Source extract =
-------

Thursday, December 22, 2011

A Wandering Jew

Sometimes it takes a tragedy to achieve a profound understanding.  Sometimes we don't see what's right under our nose, until we are stripped of all that we keep close to our heart, but what prevents us from seeing the Truth.  And when we are left empty, but free, that's when the wisdom of God fills our heart and guides us to the greater understanding of our Selves.

The Wandering Jew by Marc Chagall


And so, I have received a revelation.

Ever since I moved to the US, I have struggled with my identity, not fitting in with the Russian, Jewish, or American culture.  I couldn't understand who I was, and I was fighting to determine where I fit in.  I didn't feel Jewish enough, for, as many people mistakenly assume, Jewishness is a religion.  But I wasn't religious, never having read the Torah, or Talmud, and never having stepped into a synagogue.  However, I always felt profoundly Jewish, and suffered for my identity being reflected in my last name and the size of my nose back in my home country.  Nevertheless, I couldn't fit in with the religious Jews, or American secular Jews, the stereotyped spoiled JAPs and ferklempt housewives of Long Island.  Neither would I fit in with the Jews of Israel, I've felt more and more, learning how much hostility they have among each group, and the close-minded primitive hatred a lot of them harbored against Palestinians.

In the first years of living in the US, I still felt strong ties with the Russian culture of my home country.  I listened only to the Russian music, closed off from the world by my Walkman.   I read mainly Russian literature, and wrote poetry in Russian.  As if I still desperately tried to hold on to the only identity I knew and felt comfortable in -  the Russian one.  Everything Russian was good, and everything American was evil and wrong.  I was secluding myself from the outside American culture, but try as I might, my knowledge of English and generally curious nature opened me up more and more to the culture of the country of my chosen refuge.

-------

Stored data =
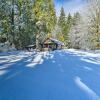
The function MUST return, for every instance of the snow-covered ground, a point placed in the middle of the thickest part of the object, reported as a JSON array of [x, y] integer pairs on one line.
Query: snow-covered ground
[[59, 75]]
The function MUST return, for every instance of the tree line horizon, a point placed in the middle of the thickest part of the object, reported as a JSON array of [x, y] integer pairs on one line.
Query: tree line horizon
[[25, 22]]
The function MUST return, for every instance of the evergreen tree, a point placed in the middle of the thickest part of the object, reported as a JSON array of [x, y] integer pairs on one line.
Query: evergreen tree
[[45, 17]]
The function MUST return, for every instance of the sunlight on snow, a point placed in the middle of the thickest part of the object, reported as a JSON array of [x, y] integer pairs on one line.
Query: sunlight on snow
[[92, 95]]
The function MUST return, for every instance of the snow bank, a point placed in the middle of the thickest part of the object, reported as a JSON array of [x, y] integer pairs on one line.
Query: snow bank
[[92, 95], [87, 56]]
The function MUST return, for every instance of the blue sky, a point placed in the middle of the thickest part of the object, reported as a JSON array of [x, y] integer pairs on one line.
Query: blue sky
[[71, 6]]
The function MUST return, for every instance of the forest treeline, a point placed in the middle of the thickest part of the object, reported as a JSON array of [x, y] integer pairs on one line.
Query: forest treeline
[[25, 22]]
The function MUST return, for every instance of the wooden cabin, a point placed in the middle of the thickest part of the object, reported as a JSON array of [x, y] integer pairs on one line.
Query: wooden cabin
[[51, 44]]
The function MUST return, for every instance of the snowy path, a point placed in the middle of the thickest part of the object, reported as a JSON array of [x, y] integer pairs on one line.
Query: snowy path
[[59, 75]]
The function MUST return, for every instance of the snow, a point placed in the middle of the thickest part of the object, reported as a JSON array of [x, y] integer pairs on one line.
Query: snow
[[59, 75], [84, 87]]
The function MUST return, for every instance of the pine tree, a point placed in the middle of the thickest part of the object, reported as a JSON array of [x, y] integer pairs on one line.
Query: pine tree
[[45, 17]]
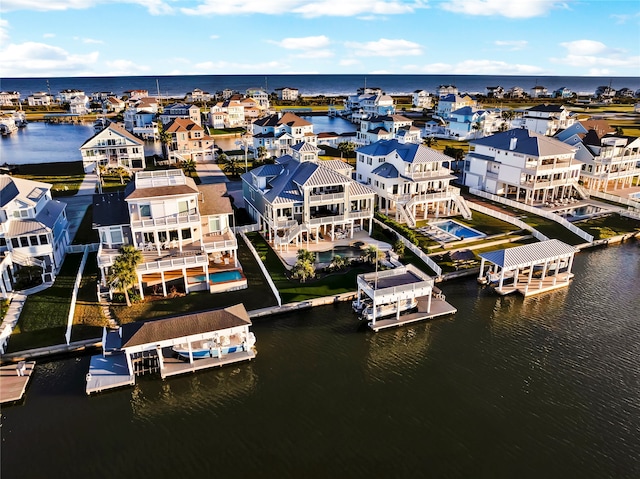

-------

To-do list =
1: Update the post's passage that begins at "Thursday, December 22, 2011" and ends after "of our Selves.", putting "loss" in place of "tragedy".
2: Format part of the listing as a Markdown table with columns Row and Line, skipping blank lines. Start at the line that contains "The function MUST return, for every instance of the forest" and stop after the line that contains "[[59, 75], [84, 87]]".

Responses by task =
1:
Thursday, December 22, 2011

A Wandering Jew

Sometimes it takes a loss to achieve a profound understanding.  Sometimes we don't see what's right under our nose, until we are stripped of all that we keep close to our heart, but what prevents us from seeing the Truth.  And when we are left empty, but free, that's when the wisdom of God fills our heart and guides us to the greater understanding of our Selves.

2:
| Row | Line |
|---|---|
| 1 | The function MUST return, for every instance of the forest treeline, a point placed in the middle of the thickest part of the object, reported as a JSON array of [x, y] integer pairs on one line. |
| 2 | Query: forest treeline |
| 3 | [[25, 22]] |
| 4 | The function MUST return, for every instance of the wooden cabin, a point placed in the middle of the thickest part of the object, reported as a JSON array of [x, y] integer pairs on one line. |
| 5 | Query: wooden cabin |
| 6 | [[51, 44]] |
| 7 | The function MUST return, for every instance of the snowy path, a point placed in the middle of the thickest part of the object, reported as a JSON array of [x, y] integer pairs on one line. |
| 8 | Query: snowy path |
| 9 | [[59, 75]] |
| 10 | The function MUST return, for every instance of the snow, a point placed in the middle of the thickest part of the object, reported as a JSON array of [x, y] integer pairs on one line. |
| 11 | Query: snow |
| 12 | [[59, 75], [84, 87]] |